PAGE TEXT ->
◇ ◇ ◇

# Can I Grow These?



## Corbin (Jun 17, 2008)

I am interested in adding insigne, exul, & druryii to my collection, but I am wondering if I will have enough light under my florescent lights. What do you think?


----------



## Eric Muehlbauer (Jun 17, 2008)

insigne will do fine under fluorescent lights, but will only bloom if you can keep it cool. exul and druryi may need more light that you would get with fluorescents, but may do OK if they are kept really close to the lights. Eric


----------



## Rick (Jun 17, 2008)

I've had an insigne for about a year at intermediate temps, and it bloomed just fine. I got it as an adult multigrowth plant, so it may have had a lot of momentum going into the blooming season by the time I got it???

Exul will probably grow fine under fluorescents, but I would not count on it blooming without much brighter light.

I bet that druryi will be a total dog under fluorescent lighting. I bet it would just about do fine next to some cactus in a backyard in South Texas!


----------



## Corbin (Jun 18, 2008)

Eric Muehlbauer said:


> insigne will do fine under fluorescent lights, but will only bloom if you can keep it cool. exul and druryi may need more light that you would get with fluorescents, but may do OK if they are kept really close to the lights. Eric



insigne, like argus is doubtful for me because of the winter temp. requirements. Some years I might get lucky and have the 4 - 6 weeks of temps that cool and at the same time did not get below freezing but it would be a tossup.


----------



## Corbin (Jun 18, 2008)

Rick said:


> I bet that druryi will be a total dog under fluorescent lighting. I bet it would just about do fine next to some cactus in a backyard in South Texas!



I do not have enough light at the apartment for them outside and Texas would not work outside unless they can take summer temps to 108 with humidity in the single digits. Then in winter temps can quickly drop down into the teens. Last Thanksgiving Day it was in the low 80s at 8:00 A.M. A front blew through and by 10:30 A.M. it was freezing and snowing and by dark we had 3" of snow. 





Here is the back pasture at noon Thanksgiving, a day that started out in the 80s.

I know that is not a lot of snow for those of you that live up north but this is Texas, well north central Texas.


----------



## NYEric (Jun 18, 2008)

Had that wonderful experience at a Paintball tourny there!


----------



## Corbin (Jun 18, 2008)

NYEric said:


> Had that wonderful experience at a Paintball tourny there!



This past Thanksgiving?


----------



## gore42 (Jun 18, 2008)

My experience is that all of those species will grow but not thrive under fluorescent lights. My Paph exuls never did anything (didn't even grow much) under fluorescent lights... it wasn't until I put them under a 1000W metal halide that they started to grow and bloom. The same is true of druryii to a lesser extent; mine grew (slowly) under fluorescents, but does much better in bright light. Can't say much about insigne... I have a couple big ones that don't do much of anything except put on new growth. 

You might consider a shade-house for plants like this for the times of year when the temperatures are moderate. This will give the plants a good chance to collect some energy and put on some growth in bright light before wintering under fluorescents.

- Matt


----------



## Rick (Jun 18, 2008)

Corbin said:


> I do not have enough light at the apartment for them outside and Texas would not work outside unless they can take summer temps to 108 with humidity in the single digits. Then in winter temps can quickly drop down into the teens. Last Thanksgiving Day it was in the low 80s at 8:00 A.M. A front blew through and by 10:30 A.M. it was freezing and snowing and by dark we had 3" of snow.
> 
> I know that is not a lot of snow for those of you that live up north but this is Texas, well north central Texas.



I was thinking more along the lines of Houston, San Pedro, or Brownsville. Your place is still getting that "blue Norther" crap I used to see now and then in Oklahoma.

I work with an Indian fellow that lived (and hiked around) in the region that druryi is found. It can get in the 90-100's during the summer, and just shy of freezing during the winter, but right now its monsoon season, and it will be raining 50 or more inches over the next few months. Humidity is through the roof. But the places where druryi are found is grassy/scrubby/rocky, so full on sun between the rain storms.


----------



## Corbin (Jun 19, 2008)

Thanks everybody for all the imput.


----------

◇ ◇ ◇

DIRECTION 1 ->
Return each line of the records that contains the string "flower", matching case exactly.
The thread and the records have no connection to each other.

◇ ◇ ◇

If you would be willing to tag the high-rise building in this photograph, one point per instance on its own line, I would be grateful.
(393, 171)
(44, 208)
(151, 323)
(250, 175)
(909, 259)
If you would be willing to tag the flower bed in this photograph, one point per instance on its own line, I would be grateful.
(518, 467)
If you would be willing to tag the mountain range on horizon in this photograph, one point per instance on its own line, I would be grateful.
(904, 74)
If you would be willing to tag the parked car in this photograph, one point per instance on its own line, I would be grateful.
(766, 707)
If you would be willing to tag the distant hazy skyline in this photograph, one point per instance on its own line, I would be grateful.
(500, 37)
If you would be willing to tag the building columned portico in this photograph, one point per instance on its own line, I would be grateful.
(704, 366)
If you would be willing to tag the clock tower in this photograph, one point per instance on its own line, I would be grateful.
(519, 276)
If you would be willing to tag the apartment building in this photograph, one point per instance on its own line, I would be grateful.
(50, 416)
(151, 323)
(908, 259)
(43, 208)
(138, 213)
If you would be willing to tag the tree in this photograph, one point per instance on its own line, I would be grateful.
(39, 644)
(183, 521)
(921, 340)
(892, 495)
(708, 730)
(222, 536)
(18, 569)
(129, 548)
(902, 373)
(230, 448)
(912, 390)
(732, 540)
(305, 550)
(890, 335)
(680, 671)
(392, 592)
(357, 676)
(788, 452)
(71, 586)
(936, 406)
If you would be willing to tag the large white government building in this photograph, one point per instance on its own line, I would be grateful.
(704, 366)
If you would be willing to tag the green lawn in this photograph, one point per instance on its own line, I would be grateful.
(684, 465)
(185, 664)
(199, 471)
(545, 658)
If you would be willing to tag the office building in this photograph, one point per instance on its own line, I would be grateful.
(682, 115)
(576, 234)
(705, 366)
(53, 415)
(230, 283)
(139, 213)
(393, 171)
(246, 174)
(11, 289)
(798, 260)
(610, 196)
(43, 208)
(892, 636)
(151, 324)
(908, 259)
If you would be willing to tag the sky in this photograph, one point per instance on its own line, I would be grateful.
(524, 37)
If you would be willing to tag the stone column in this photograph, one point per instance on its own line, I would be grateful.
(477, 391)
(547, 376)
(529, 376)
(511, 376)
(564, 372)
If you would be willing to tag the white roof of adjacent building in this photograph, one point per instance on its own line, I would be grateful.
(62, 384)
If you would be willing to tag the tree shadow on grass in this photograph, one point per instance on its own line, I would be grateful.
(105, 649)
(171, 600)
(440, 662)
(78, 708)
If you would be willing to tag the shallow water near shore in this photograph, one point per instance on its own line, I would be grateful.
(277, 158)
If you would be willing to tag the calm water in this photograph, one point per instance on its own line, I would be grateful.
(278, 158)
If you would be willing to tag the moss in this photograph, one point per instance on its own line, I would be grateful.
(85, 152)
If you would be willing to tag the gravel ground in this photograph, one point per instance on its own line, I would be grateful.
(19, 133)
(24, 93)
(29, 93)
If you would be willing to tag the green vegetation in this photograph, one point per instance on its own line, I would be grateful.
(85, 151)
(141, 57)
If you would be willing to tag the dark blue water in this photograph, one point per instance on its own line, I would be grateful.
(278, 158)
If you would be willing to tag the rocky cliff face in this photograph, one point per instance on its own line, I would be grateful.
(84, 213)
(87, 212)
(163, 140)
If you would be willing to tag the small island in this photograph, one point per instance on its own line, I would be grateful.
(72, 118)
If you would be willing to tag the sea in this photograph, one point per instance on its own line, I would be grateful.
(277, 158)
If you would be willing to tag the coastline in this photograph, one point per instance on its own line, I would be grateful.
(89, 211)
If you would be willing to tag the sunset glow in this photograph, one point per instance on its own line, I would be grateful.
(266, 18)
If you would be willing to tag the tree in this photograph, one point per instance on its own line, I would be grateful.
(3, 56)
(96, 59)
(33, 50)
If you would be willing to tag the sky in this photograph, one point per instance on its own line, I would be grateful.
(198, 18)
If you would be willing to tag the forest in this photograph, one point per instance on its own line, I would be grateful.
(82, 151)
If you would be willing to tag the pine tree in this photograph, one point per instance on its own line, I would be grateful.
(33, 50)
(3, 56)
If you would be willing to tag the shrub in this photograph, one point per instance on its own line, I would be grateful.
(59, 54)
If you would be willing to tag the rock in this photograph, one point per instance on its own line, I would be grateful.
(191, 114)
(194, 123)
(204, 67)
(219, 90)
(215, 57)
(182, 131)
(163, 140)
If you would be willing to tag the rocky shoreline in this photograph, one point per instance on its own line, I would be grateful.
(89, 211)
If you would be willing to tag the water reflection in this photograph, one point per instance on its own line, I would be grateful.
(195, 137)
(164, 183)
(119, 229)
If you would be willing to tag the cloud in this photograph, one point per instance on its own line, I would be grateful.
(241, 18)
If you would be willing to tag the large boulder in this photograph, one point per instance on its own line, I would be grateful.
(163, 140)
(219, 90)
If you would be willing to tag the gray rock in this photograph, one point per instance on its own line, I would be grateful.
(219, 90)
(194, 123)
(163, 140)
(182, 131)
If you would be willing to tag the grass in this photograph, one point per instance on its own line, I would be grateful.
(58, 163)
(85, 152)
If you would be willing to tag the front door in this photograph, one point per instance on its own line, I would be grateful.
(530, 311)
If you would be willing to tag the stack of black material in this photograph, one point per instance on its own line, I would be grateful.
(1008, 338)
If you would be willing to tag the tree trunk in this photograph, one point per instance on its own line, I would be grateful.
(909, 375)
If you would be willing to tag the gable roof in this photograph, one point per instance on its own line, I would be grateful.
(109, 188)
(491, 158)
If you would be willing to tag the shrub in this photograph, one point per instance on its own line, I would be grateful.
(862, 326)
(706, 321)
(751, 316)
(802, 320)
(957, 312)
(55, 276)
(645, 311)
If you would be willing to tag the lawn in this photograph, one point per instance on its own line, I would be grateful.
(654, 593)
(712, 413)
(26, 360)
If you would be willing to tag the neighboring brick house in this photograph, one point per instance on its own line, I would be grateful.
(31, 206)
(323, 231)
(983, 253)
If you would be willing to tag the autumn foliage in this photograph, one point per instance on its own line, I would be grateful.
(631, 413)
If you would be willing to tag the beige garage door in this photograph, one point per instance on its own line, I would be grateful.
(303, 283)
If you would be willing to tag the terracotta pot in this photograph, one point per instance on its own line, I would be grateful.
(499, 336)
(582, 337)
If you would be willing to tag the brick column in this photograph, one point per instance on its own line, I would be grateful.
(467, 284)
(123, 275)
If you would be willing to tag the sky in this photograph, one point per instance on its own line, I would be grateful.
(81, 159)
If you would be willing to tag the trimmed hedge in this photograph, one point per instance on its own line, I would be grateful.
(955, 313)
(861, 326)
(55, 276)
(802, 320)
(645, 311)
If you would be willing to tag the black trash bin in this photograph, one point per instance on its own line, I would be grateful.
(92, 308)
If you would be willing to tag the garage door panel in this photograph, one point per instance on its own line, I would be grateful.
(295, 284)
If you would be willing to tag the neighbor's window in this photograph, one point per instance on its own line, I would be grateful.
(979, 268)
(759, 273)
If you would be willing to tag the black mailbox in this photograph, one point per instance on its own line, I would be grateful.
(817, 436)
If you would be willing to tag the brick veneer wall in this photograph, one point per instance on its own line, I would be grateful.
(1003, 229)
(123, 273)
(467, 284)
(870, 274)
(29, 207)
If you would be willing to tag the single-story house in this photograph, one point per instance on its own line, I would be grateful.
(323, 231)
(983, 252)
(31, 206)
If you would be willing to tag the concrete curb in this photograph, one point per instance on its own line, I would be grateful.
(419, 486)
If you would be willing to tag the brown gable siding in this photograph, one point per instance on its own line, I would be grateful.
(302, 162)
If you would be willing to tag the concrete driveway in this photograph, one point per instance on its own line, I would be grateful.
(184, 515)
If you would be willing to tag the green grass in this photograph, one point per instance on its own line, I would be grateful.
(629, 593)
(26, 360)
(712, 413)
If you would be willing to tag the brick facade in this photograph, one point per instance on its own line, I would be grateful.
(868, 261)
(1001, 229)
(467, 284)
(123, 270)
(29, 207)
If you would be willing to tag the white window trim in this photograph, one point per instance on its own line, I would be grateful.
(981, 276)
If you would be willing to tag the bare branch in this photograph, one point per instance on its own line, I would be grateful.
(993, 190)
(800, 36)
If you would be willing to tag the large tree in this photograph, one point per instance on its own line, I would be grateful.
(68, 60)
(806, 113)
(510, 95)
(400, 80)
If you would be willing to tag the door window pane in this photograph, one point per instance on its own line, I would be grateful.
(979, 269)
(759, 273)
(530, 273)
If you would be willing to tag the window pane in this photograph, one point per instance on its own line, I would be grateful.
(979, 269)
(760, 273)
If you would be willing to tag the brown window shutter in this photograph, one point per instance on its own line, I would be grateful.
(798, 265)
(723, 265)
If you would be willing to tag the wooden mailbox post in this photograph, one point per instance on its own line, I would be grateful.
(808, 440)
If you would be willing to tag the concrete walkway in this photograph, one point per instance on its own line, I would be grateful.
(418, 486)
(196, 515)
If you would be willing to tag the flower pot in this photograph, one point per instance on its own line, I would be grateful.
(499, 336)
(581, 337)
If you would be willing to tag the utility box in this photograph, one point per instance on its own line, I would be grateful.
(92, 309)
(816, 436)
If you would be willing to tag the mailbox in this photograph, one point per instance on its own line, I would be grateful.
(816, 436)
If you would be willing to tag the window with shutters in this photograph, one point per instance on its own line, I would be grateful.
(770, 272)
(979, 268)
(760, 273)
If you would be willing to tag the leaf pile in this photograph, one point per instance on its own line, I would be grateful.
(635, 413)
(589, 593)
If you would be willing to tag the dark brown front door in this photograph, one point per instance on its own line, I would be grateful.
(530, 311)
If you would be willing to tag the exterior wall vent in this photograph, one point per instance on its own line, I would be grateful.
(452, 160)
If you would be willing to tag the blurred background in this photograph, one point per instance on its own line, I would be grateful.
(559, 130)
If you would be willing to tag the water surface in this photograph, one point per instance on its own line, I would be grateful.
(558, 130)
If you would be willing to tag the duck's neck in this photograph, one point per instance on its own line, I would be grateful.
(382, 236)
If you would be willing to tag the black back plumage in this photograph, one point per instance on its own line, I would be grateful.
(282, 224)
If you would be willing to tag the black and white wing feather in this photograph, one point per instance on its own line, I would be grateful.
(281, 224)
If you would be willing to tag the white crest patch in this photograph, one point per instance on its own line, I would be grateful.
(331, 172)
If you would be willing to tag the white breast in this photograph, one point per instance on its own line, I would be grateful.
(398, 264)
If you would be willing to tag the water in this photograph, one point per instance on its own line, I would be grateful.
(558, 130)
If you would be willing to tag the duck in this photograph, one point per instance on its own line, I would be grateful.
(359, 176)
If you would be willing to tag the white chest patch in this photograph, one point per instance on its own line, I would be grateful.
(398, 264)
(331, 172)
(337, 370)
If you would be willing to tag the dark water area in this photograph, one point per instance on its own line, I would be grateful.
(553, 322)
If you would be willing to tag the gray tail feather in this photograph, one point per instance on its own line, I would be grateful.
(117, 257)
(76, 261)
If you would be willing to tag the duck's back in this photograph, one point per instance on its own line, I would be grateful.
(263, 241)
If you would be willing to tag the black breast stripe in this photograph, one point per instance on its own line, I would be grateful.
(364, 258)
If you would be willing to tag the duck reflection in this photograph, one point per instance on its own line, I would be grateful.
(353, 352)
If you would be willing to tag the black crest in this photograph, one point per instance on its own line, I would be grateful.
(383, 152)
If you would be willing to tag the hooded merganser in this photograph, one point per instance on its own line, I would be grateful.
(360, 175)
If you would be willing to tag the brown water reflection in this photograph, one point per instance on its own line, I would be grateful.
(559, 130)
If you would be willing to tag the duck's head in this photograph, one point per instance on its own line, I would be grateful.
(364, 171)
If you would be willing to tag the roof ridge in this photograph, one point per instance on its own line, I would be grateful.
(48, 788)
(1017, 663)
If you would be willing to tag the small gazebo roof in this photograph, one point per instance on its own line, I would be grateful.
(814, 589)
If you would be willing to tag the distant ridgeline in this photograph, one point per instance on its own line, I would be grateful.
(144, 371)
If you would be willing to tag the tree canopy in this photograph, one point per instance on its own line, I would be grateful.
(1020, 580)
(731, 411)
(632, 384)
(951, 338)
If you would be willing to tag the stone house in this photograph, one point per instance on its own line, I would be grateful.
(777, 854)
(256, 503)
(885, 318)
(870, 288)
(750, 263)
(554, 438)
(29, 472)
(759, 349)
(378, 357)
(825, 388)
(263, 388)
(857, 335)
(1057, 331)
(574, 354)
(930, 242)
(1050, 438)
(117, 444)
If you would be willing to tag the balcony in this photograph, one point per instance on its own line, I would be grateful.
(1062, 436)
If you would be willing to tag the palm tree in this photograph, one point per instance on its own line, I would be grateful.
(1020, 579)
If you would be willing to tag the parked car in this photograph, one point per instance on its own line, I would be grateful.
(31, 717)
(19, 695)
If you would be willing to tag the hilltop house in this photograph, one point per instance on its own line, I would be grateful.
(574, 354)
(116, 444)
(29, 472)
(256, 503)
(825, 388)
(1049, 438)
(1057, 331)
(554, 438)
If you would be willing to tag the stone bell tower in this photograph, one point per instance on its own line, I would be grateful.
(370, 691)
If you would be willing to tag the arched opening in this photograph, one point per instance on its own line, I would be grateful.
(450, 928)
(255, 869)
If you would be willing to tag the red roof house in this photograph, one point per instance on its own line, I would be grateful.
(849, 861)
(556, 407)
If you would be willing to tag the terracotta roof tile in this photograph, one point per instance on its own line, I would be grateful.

◇ ◇ ◇

DIRECTION 2 ->
Reproduce the thread verbatim, starting at "insigne, like argus" and ending at "be a tossup.".

COMPLETE ANSWER 1 ->
If you would be willing to tag the flower bed in this photograph, one point per instance on its own line, I would be grateful.
If you would be willing to tag the flower pot in this photograph, one point per instance on its own line, I would be grateful.

COMPLETE ANSWER 2 ->
insigne, like argus is doubtful for me because of the winter temp. requirements. Some years I might get lucky and have the 4 - 6 weeks of temps that cool and at the same time did not get below freezing but it would be a tossup.